- EXERCISE SET -
1. Reproduce the passage of the AWS cheat sheet from "AWS Certified Machine Learning Cheat" up to and including "life-time bragging rights!".
2. Does each statement below agree with the AWS cheat sheet? Answer yes or no for each and quote the deciding words. (a) The first installment reviews XGBoost and DeepAR. (b) Random Cut Forest is covered in installment 4/5. (c) Reinforcement learning is covered in one of the installments.

>> begin EXCERPT PROVIDED

AWS Certified Machine Learning Cheat Sheet — Built In Algorithms 1/5
This series has you covered on the built-in algorithms in SageMaker and reviews supervised, unsupervised and reinforcement learning! In this installment we’ll review Linear Learner, XGBoost, Seq-to-Seq and DeepAR.
Machine Learning certifications are all the rage now and AWS is one of the top cloud platforms.
Getting AWS certified can show employers your Machine Learning and cloud computing knowledge. AWS certifications can also give you life-time bragging rights!
So, whether you want a resume builder or just to consolidate your knowledge, the AWS Certified Machine Learning Exam is a great start!
Want to know how I passed this exam? Check this guide out!
Full list of all installments:
- 1/5 for Linear Learner, XGBoost, Seq-to-Seq and DeepAR here
- 2/5 for BlazingText, Object2Vec, Object Detection and Image Classification and DeepAR here
- 3/5 for Semantic Segmentation, Random Cut Forest, Neural Topic Model and LDA here
- 4/5 for KNN, K-Means, PCA and Factorization for here
- 5/5 for IP insights and reinforcement learning here
We’ll cover Linear Learner, XGBoost, Seq-to-Seq and DeepAR in this installment.

>> end EXCERPT PROVIDED
>> begin GIVEN MATERIAL

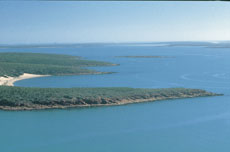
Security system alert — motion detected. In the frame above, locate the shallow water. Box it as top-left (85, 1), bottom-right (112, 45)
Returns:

>> end GIVEN MATERIAL

- TASK-BY-TASK OUTPUTS -
1.
AWS Certified Machine Learning Cheat Sheet — Built In Algorithms 1/5
This series has you covered on the built-in algorithms in SageMaker and reviews supervised, unsupervised and reinforcement learning! In this installment we’ll review Linear Learner, XGBoost, Seq-to-Seq and DeepAR.
Machine Learning certifications are all the rage now and AWS is one of the top cloud platforms.
Getting AWS certified can show employers your Machine Learning and cloud computing knowledge. AWS certifications can also give you life-time bragging rights!

2.
(a) Yes: "In this installment we’ll review Linear Learner, XGBoost, Seq-to-Seq and DeepAR."
(b) No: "3/5 for Semantic Segmentation, Random Cut Forest, Neural Topic Model and LDA here"
(c) Yes: "5/5 for IP insights and reinforcement learning here"